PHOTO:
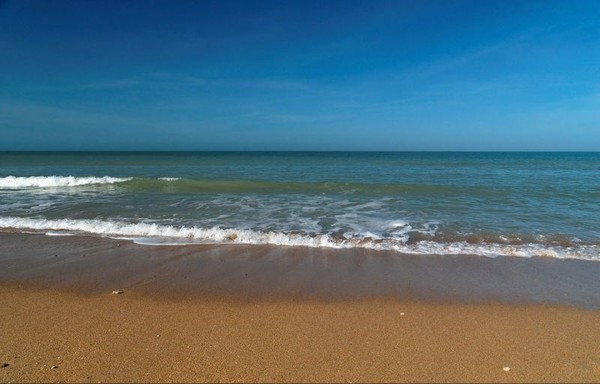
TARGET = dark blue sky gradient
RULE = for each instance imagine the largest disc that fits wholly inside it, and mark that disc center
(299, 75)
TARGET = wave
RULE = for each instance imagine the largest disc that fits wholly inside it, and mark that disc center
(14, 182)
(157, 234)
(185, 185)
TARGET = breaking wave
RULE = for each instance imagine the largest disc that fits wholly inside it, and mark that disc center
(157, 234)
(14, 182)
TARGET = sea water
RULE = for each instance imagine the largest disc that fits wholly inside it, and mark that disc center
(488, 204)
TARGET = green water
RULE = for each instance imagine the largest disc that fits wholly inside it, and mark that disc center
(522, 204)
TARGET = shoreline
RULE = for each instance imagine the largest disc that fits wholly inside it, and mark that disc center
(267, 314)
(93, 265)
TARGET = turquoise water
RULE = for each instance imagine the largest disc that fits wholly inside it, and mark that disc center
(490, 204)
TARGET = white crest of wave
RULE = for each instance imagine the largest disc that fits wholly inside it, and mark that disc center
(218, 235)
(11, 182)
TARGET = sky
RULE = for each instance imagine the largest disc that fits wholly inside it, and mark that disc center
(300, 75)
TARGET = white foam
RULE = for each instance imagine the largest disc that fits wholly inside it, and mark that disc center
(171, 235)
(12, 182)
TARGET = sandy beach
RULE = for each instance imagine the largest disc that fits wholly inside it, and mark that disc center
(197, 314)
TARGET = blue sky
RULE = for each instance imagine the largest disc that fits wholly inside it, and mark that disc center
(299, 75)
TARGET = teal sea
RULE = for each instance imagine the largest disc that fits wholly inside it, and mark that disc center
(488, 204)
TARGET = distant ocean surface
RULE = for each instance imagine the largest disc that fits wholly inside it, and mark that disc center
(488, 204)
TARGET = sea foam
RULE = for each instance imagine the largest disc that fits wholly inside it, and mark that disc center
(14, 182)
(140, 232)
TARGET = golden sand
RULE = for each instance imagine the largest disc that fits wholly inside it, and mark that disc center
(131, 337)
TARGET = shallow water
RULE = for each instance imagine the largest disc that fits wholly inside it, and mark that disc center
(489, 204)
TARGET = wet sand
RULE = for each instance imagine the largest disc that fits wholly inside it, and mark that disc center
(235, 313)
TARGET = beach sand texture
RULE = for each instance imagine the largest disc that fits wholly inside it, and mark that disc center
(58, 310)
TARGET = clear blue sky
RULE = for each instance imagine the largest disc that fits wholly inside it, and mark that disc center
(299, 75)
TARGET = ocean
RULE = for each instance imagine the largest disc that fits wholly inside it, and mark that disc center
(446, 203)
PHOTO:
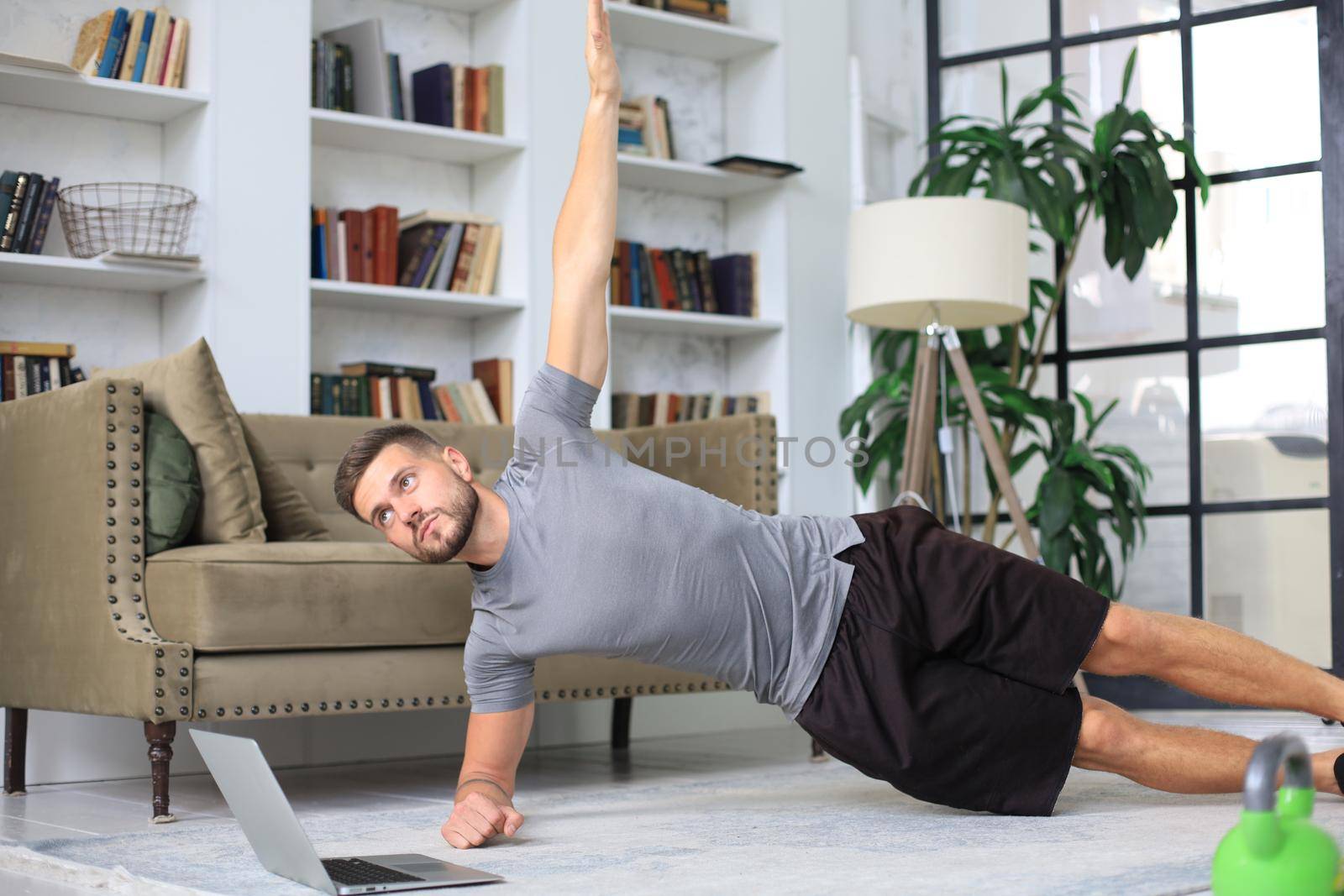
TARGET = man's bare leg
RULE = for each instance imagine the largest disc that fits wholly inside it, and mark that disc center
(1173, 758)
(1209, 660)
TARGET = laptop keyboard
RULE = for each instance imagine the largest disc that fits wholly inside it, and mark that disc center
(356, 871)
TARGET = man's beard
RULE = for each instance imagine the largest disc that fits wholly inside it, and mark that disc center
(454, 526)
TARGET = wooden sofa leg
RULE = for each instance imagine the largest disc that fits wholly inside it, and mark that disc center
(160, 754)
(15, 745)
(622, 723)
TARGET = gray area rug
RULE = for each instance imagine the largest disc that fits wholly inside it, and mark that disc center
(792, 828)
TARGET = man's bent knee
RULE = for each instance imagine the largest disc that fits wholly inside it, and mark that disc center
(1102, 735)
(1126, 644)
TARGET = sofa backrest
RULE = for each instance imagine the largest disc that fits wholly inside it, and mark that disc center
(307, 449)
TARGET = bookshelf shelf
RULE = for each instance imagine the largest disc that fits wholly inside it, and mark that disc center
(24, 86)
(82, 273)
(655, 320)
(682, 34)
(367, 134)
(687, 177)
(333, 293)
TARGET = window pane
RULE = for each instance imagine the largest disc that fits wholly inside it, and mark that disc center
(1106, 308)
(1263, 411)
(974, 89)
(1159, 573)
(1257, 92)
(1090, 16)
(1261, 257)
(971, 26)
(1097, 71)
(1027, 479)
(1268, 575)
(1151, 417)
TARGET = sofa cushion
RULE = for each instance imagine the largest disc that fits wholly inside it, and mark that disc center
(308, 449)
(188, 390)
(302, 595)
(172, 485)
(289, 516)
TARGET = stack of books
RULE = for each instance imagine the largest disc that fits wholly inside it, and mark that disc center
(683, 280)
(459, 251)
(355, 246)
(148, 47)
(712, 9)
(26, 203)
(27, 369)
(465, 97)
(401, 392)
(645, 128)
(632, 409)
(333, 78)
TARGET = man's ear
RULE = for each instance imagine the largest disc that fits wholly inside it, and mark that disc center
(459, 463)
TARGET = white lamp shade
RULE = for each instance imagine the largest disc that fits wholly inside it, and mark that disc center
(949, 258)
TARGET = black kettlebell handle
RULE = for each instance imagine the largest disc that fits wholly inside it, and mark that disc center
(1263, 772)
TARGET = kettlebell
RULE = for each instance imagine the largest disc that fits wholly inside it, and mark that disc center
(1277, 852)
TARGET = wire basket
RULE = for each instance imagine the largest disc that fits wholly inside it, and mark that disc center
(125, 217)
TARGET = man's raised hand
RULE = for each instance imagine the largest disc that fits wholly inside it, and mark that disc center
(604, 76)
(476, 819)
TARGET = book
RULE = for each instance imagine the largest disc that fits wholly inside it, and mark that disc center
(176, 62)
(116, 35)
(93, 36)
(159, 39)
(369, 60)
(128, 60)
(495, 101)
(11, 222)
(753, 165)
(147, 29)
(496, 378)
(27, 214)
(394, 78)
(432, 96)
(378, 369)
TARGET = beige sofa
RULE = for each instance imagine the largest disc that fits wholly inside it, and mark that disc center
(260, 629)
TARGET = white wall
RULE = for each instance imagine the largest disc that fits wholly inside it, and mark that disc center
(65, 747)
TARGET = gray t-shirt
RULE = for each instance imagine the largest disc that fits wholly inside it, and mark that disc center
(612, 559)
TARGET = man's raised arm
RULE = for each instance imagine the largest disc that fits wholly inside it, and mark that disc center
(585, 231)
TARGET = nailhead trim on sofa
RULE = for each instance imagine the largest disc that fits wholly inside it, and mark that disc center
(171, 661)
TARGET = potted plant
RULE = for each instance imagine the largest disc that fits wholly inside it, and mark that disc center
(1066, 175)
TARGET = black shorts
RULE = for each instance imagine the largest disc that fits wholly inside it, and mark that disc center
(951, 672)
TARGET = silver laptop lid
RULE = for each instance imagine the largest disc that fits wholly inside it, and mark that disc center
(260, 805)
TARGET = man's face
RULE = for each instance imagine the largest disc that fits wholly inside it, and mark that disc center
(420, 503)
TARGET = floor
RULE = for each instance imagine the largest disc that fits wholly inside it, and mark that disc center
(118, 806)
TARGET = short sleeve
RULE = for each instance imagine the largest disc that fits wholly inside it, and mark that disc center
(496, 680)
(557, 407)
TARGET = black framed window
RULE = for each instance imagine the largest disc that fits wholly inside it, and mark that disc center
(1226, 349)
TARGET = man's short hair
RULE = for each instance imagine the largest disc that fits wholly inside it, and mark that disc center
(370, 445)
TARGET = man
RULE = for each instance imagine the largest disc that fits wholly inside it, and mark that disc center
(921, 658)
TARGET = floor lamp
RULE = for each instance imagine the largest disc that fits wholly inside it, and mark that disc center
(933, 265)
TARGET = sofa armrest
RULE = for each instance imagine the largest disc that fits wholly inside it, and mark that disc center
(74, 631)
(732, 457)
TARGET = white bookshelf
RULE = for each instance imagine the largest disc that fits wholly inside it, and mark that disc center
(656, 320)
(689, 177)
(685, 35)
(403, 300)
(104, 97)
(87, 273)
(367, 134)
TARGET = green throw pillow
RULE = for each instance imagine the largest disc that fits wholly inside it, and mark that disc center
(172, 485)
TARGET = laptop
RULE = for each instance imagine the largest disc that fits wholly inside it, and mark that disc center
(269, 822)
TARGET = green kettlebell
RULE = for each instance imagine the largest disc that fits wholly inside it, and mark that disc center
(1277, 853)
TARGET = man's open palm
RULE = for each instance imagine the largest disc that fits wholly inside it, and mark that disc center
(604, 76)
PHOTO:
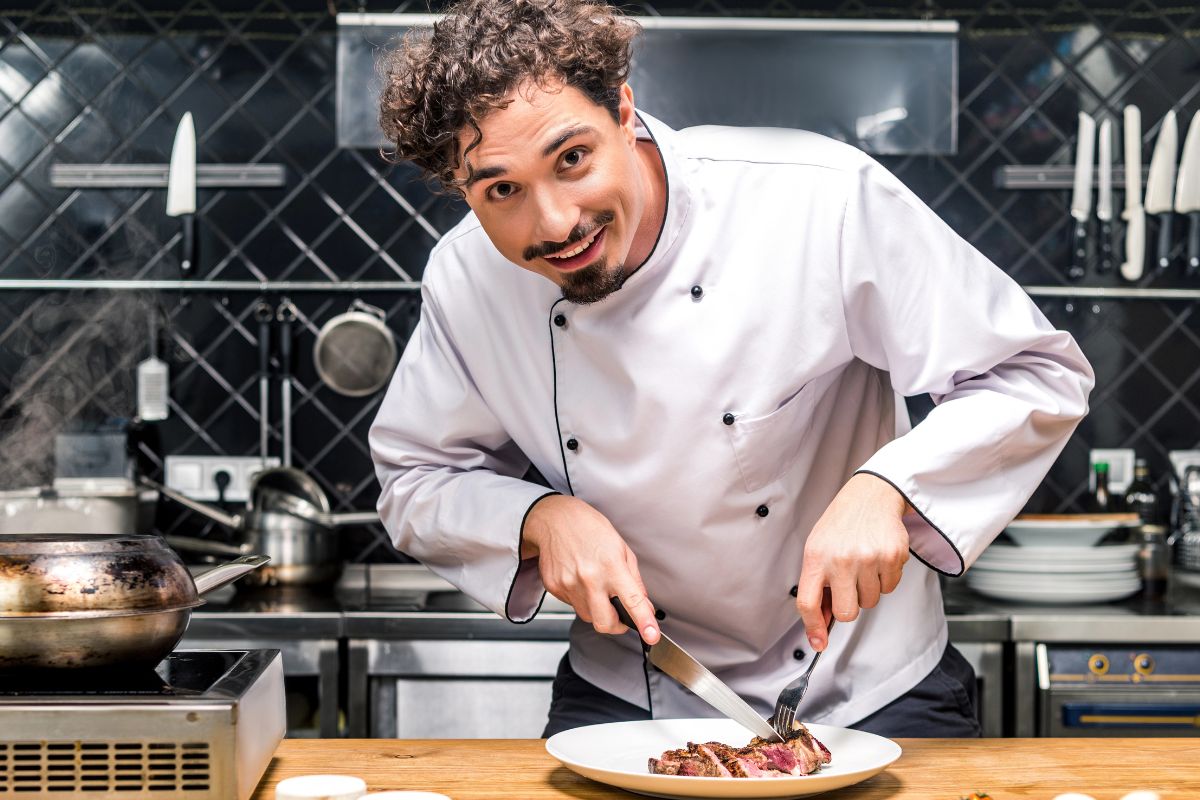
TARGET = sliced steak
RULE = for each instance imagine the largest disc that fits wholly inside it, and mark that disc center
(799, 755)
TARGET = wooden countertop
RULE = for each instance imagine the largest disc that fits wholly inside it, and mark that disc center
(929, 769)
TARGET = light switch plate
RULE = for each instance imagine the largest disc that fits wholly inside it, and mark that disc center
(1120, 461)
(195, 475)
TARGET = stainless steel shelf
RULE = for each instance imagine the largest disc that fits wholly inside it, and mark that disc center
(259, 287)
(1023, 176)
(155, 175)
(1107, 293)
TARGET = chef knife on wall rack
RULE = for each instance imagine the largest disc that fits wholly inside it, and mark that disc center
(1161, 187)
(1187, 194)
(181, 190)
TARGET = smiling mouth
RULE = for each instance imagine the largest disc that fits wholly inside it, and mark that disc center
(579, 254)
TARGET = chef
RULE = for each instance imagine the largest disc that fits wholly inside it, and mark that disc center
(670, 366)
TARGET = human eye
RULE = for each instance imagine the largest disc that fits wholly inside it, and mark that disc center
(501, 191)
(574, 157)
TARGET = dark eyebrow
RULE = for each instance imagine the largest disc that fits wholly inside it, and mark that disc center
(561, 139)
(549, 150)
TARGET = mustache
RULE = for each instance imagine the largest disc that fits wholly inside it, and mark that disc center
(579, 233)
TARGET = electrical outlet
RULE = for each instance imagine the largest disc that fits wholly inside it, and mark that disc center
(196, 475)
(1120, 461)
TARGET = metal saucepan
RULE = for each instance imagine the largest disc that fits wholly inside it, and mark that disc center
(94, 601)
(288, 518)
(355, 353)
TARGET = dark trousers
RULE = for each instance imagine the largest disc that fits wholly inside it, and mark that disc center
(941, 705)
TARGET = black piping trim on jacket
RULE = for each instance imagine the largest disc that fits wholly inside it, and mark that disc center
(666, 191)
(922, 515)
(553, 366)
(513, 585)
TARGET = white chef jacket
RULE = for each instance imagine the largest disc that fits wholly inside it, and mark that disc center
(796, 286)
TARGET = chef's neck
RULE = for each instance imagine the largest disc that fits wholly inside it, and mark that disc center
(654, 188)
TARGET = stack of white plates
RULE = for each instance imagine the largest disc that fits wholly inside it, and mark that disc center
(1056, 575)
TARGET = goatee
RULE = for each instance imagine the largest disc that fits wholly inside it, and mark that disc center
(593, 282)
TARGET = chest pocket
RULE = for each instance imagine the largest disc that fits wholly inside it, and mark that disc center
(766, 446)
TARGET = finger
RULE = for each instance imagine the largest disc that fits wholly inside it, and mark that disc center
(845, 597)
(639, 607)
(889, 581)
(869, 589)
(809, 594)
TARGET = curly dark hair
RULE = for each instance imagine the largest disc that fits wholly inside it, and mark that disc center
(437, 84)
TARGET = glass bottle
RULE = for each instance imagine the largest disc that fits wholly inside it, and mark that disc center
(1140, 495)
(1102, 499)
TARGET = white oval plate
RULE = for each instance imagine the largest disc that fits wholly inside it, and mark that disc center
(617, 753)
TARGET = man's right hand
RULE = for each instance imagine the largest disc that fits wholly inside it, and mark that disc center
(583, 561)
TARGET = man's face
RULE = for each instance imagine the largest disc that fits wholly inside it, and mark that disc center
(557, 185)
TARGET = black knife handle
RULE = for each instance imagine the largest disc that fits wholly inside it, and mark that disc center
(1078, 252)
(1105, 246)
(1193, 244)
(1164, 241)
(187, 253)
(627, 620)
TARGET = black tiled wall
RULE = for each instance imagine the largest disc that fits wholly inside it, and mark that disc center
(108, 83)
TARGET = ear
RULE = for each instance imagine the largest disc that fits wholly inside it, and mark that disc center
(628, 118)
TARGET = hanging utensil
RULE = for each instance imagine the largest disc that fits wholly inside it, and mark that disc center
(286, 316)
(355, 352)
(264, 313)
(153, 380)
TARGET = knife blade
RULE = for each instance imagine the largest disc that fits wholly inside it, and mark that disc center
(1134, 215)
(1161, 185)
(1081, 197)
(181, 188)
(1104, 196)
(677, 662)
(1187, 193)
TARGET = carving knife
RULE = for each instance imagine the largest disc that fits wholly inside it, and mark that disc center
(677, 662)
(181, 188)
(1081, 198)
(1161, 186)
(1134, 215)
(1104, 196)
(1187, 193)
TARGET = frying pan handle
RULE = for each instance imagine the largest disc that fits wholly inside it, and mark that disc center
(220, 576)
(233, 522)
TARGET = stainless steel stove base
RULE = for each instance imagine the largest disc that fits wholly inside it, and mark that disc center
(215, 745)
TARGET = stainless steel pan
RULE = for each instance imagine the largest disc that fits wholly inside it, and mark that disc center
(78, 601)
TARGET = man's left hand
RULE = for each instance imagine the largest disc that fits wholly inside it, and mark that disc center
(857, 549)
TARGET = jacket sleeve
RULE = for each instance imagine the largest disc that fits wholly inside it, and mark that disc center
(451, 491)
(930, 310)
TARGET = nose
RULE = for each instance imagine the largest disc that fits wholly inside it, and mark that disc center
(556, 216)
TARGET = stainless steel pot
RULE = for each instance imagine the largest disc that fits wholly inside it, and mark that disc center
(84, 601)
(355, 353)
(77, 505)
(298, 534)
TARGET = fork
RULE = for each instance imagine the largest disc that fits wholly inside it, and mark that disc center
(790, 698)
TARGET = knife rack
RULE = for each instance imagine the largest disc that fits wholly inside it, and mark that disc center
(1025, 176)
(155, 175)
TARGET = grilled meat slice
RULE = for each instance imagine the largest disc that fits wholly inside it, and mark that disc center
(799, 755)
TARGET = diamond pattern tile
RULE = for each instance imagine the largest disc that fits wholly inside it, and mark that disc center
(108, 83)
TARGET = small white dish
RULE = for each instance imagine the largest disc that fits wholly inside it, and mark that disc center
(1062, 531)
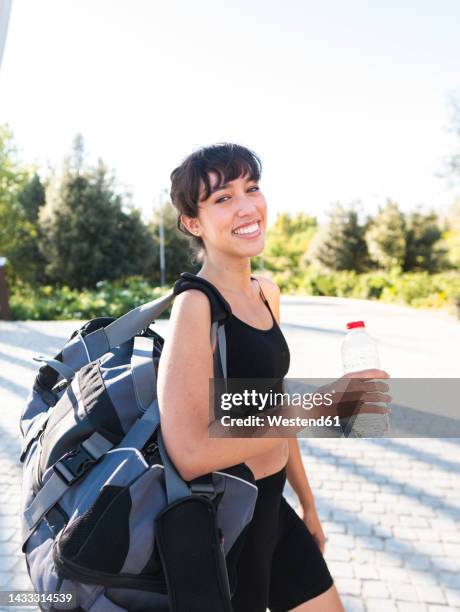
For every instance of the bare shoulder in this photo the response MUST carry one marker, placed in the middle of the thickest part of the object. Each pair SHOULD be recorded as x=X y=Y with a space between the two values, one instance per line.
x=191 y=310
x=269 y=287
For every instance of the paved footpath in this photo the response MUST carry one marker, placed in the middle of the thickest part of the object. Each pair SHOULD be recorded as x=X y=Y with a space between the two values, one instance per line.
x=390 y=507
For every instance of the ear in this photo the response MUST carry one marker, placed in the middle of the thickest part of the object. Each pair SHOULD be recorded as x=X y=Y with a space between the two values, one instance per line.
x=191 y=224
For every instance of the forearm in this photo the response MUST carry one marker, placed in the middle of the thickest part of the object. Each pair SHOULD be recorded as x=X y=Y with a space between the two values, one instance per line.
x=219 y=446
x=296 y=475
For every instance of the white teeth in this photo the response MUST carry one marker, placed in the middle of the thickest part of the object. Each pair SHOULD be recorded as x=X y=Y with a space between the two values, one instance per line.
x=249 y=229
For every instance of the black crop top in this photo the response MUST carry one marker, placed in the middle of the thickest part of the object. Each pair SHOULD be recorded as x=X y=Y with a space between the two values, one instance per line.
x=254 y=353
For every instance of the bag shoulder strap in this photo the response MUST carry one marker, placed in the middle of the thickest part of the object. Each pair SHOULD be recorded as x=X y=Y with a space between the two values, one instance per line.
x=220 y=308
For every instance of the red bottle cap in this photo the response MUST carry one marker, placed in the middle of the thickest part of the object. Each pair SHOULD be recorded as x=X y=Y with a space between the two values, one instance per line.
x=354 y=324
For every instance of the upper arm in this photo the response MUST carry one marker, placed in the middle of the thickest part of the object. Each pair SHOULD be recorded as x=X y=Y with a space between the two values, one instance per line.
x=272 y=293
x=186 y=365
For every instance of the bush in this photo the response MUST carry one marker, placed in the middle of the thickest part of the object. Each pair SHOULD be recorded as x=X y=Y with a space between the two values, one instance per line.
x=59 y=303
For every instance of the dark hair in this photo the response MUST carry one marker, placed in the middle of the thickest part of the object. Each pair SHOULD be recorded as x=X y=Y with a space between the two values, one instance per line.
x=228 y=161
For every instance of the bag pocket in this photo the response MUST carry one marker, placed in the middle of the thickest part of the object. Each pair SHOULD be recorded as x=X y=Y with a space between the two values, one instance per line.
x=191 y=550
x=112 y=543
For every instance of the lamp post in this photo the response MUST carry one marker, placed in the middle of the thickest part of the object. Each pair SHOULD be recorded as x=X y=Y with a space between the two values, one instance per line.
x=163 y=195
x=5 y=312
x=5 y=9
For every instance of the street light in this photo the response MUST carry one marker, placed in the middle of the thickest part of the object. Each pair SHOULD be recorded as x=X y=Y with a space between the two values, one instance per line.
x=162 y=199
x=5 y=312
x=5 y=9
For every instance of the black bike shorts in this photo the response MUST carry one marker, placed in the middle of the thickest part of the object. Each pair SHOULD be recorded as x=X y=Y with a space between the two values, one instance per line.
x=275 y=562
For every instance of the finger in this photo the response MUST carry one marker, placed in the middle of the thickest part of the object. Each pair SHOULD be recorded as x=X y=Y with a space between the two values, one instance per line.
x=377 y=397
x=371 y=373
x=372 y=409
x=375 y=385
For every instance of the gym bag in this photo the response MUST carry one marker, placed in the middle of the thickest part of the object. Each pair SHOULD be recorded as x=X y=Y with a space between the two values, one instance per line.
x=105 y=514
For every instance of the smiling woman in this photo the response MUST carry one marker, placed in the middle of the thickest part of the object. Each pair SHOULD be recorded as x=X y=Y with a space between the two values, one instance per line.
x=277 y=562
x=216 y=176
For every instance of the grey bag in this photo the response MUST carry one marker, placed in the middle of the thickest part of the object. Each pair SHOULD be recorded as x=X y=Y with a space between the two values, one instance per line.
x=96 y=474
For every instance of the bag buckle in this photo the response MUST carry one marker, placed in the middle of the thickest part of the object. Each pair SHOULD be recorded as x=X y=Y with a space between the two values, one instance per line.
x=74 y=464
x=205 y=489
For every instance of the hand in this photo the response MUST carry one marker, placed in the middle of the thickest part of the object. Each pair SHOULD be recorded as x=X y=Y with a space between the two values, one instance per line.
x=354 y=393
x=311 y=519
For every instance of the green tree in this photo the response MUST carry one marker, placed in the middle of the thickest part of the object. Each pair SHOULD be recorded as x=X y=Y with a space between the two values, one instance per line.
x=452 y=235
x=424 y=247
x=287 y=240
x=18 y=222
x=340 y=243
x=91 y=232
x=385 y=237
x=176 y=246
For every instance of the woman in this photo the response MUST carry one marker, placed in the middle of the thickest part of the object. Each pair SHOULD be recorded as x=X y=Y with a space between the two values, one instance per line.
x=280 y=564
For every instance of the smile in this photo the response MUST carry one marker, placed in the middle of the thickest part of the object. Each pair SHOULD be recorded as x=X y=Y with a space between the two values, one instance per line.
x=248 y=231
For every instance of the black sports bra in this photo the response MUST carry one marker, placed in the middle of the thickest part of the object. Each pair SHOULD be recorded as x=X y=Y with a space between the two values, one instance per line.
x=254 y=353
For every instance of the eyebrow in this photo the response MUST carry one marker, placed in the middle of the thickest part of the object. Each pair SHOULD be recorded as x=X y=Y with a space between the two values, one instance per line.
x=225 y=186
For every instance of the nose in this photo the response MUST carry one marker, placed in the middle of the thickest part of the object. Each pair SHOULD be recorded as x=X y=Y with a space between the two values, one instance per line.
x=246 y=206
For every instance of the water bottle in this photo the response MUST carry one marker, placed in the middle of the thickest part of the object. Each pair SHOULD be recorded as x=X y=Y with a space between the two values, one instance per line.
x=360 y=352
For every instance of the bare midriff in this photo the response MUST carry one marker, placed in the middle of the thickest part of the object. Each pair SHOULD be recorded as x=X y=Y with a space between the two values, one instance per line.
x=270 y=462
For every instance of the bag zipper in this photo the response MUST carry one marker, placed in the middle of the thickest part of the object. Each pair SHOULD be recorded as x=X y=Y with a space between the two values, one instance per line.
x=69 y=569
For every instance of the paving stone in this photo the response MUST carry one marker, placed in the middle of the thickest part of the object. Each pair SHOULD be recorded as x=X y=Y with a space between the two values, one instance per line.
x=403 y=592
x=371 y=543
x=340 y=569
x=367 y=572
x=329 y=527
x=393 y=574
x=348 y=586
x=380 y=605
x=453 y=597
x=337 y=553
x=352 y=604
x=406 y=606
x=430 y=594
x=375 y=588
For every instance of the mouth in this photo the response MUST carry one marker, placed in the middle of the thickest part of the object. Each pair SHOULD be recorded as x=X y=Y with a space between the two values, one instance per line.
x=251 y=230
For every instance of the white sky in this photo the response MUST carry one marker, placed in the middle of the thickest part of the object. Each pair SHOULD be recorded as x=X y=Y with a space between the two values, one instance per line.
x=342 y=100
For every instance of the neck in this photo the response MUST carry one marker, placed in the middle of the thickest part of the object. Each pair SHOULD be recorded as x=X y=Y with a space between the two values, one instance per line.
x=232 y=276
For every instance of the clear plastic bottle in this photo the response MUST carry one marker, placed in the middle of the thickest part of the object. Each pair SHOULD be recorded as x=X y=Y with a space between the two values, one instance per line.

» AIM
Please return the lines from the one containing "For every instance of the ear" through the one containing "x=249 y=229", inclusive, reproduced character for character.

» PROBLEM SOLUTION
For every instance of the ear in this photo the response MUST carry one marker, placed in the middle of the thickest part of the object. Each pair SHOULD be recorded as x=X y=Y with a space between the two values, one instance per line.
x=191 y=224
For every instance of the forearm in this photo the response MUST carry one marker, placed in the middle of the thickest part of the object. Each pair SHOULD be recorded as x=X y=Y with a space between the two values, one instance per line.
x=219 y=446
x=296 y=475
For every instance of the white teeth in this photo the response MUST carry one marker, placed in the middle of the thickest part of the object. Each pair SHOULD be recorded as x=X y=Y with a space between the two values, one instance per line.
x=249 y=229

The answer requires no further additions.